§ **GOAL**: Please collect every line from the entries below that holds the word "plant", and copy each one.
=== ENTRIES ===
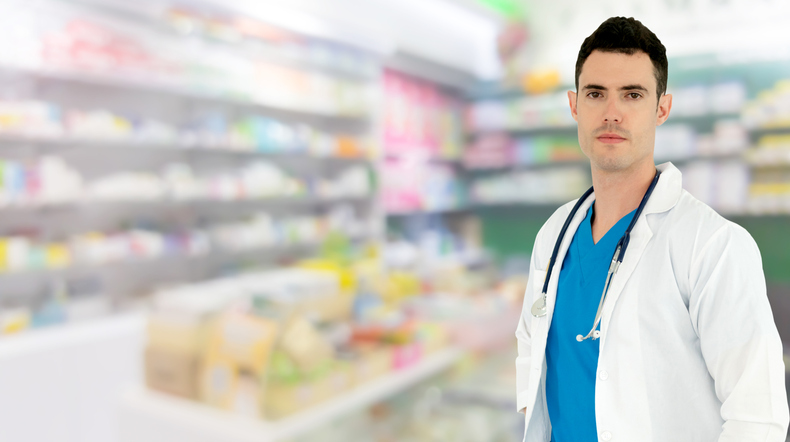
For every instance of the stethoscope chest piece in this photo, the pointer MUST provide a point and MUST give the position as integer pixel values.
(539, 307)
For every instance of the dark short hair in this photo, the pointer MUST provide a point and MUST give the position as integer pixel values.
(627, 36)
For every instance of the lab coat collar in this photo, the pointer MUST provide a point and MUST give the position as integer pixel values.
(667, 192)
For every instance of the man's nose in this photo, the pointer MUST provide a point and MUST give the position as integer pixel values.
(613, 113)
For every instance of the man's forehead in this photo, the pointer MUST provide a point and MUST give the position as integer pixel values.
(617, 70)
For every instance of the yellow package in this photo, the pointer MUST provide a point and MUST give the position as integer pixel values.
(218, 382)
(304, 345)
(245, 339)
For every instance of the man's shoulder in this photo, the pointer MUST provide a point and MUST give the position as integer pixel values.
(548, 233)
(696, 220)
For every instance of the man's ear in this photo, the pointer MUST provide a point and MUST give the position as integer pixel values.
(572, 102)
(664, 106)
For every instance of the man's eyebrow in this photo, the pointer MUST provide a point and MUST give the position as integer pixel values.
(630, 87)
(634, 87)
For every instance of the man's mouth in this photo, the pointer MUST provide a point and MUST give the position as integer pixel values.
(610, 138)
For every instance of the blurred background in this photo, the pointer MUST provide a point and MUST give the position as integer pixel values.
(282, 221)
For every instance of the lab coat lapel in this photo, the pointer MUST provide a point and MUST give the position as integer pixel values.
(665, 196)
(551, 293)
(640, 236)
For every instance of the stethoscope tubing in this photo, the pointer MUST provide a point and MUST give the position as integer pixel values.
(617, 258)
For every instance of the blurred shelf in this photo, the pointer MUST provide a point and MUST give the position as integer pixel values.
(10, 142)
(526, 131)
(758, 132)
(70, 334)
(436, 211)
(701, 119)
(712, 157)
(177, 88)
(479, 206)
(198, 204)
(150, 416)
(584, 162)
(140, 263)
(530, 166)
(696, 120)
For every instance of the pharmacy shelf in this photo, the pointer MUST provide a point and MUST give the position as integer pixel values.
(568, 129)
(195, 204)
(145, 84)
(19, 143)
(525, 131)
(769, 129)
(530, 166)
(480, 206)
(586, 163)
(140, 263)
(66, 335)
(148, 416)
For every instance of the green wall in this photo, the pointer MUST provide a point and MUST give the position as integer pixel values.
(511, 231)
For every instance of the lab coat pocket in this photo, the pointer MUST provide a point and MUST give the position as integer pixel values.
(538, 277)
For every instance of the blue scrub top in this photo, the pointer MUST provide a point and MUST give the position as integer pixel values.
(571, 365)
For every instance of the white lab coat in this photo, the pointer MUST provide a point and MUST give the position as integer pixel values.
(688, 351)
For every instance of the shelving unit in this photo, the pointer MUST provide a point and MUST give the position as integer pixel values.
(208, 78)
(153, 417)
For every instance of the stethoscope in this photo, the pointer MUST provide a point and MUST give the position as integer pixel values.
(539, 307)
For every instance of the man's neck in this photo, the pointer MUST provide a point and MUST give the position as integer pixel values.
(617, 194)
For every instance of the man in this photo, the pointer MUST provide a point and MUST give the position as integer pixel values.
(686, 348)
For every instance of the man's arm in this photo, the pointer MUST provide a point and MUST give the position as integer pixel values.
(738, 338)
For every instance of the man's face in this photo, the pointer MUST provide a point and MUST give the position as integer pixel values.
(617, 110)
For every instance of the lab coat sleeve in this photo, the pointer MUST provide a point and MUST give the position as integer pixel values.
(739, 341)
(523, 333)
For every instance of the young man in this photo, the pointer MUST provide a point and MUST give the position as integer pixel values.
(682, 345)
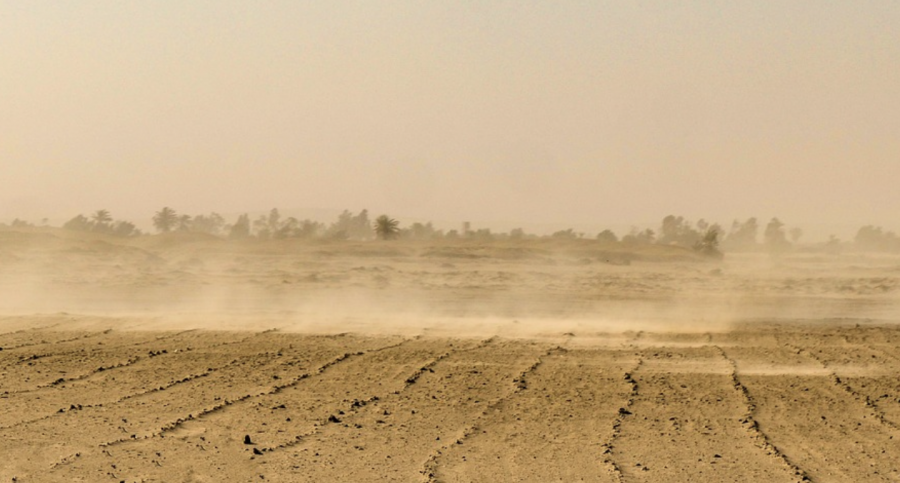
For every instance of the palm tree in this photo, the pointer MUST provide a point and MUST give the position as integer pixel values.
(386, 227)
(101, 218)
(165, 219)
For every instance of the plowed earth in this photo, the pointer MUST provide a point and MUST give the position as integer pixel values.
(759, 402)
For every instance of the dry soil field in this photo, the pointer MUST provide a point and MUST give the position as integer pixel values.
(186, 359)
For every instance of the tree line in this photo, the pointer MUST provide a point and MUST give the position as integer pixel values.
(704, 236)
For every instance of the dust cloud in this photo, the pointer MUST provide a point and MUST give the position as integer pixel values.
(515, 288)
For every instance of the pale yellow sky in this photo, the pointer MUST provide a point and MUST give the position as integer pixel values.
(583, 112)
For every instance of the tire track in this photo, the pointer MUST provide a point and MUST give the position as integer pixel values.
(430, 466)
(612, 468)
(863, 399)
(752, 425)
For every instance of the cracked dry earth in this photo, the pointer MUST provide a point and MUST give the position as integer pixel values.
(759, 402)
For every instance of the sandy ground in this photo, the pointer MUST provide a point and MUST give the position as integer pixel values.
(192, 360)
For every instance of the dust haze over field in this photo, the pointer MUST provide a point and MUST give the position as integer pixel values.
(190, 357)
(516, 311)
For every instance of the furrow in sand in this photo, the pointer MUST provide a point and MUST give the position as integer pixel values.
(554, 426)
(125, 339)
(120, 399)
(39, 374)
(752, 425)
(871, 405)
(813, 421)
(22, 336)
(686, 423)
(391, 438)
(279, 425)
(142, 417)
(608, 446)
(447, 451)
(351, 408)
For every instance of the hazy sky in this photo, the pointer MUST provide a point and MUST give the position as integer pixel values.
===
=== ENTRIES ===
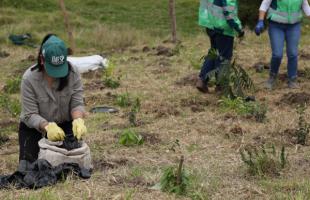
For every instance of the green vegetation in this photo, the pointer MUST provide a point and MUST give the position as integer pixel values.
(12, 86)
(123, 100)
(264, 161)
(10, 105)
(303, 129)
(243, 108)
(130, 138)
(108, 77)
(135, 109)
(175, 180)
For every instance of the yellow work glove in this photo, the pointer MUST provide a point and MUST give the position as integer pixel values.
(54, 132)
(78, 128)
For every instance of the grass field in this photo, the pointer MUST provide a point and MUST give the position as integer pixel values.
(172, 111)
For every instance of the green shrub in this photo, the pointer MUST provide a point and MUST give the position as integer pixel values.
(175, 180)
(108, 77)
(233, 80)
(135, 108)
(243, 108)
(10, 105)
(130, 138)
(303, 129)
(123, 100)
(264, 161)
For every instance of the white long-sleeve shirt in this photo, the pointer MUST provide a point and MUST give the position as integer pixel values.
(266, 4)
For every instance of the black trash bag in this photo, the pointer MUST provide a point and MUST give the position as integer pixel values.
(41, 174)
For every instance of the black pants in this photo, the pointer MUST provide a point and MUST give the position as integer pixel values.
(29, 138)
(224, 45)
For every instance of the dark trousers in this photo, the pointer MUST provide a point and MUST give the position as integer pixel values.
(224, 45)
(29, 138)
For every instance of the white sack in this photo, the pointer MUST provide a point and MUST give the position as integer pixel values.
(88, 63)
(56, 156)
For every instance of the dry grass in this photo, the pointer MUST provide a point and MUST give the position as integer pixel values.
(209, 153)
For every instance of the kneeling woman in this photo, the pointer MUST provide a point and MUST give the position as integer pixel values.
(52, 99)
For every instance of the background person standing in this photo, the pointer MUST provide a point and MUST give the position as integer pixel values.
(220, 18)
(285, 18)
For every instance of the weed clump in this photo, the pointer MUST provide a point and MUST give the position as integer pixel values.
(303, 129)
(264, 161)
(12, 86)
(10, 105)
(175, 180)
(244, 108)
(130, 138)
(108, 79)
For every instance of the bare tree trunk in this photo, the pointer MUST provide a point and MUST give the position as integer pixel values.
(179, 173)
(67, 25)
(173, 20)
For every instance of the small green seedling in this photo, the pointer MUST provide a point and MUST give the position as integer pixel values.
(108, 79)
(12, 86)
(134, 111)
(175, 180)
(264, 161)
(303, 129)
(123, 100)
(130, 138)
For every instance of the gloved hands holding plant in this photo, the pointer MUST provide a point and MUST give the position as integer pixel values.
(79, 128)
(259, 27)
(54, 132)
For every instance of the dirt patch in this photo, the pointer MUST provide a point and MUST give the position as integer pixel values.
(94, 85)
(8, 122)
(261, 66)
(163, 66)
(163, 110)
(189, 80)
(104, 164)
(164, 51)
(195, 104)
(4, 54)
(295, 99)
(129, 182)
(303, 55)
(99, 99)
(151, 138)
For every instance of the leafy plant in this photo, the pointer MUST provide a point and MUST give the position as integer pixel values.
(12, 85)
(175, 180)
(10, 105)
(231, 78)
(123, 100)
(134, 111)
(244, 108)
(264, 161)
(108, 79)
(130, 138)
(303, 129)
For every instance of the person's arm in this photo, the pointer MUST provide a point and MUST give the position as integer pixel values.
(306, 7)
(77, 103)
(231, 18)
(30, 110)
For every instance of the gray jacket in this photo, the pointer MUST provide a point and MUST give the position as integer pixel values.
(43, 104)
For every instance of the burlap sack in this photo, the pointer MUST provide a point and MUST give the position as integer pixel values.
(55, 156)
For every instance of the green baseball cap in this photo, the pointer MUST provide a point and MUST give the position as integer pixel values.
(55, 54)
===
§ **TASK ANSWER**:
For every instance of the gloved hands holding plant in this photo, the pointer MUST provide a point and MUST give the position as integer pixel values.
For every instance of the leafy plant in this photo, the pointer MUST provide a point and MUST give the position as integer pixel values.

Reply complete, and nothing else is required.